*** Исходный фрагмент

Он как-то неожиданно впал в этот не свойственный ему пророческий транс, но немного погодя опять успокоился [3; 201].
Георгий Владимирович Иванов:
Раньше о политических убеждениях Гумилева никто не слыхал. В советском Петербурге он стал даже незнакомым, даже явно большевикам открыто заявлять: «Я монархист». <…>
Гумилева уговаривали быть осторожнее. Он смеялся: «Большевики презирают перебежчиков и уважают саботажников. Я предпочитаю, чтобы меня уважали» [9; 469].
Александр Валентинович Амфитеатров (1862–1938), прозаик, публицист, литературный и театральный критик:
Мы не были политическими единомышленниками. Напротив. Мой демократический республиканизм был ему не по душе. Как-то раз я, шутя, напомнил ему, что Платон, в своей идеальной утопии государства, советовал изгнать поэтов из республики.
– Да поэты и сами не пошли бы к нему в республику, – гордо возразил Гумилев.

******

Короткая задача 1: Перечислите всех людей, которые названы в исходном фрагменте по имени или фамилии.
Короткая задача 2:
Ответьте на вопросы по исходному фрагменту, ставя каждый ответ на отдельной строке под той же буквой.
(а) Кого, по словам Гумилева, большевики презирают и кого уважают?
(б) Каковы годы жизни Александра Валентиновича Амфитеатрова?
(в) Что, как шутя напомнил Амфитеатров, советовал Платон в своей утопии государства?

*** Исходные данные

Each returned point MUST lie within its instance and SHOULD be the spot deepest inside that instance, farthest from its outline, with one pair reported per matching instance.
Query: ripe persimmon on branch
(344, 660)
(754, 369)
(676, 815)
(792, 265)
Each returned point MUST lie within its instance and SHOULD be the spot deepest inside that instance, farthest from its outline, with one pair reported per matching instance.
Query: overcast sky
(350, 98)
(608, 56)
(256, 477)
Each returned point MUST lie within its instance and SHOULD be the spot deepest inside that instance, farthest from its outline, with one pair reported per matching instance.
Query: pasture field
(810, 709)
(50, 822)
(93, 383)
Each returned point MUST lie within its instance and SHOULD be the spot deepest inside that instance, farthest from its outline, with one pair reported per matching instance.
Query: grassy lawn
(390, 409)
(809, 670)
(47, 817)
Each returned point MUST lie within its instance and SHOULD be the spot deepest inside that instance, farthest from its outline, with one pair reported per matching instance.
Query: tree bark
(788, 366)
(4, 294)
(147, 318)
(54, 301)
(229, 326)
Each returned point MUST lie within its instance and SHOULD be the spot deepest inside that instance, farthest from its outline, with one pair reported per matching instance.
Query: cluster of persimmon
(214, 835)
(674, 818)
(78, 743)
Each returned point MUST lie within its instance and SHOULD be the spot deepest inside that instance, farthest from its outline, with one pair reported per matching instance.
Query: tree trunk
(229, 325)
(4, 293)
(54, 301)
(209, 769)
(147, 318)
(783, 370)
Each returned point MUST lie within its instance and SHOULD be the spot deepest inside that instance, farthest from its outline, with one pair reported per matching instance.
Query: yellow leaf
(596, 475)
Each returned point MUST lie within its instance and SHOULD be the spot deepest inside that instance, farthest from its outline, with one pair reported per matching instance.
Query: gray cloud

******

Правильный ответ 1:
Георгий Владимирович Иванов
Гумилев
Александр Валентинович Амфитеатров
Платон

Правильный ответ 2:
(а) Перебежчиков презирают, саботажников уважают.
(б) 1862–1938.
(в) Изгнать поэтов из республики.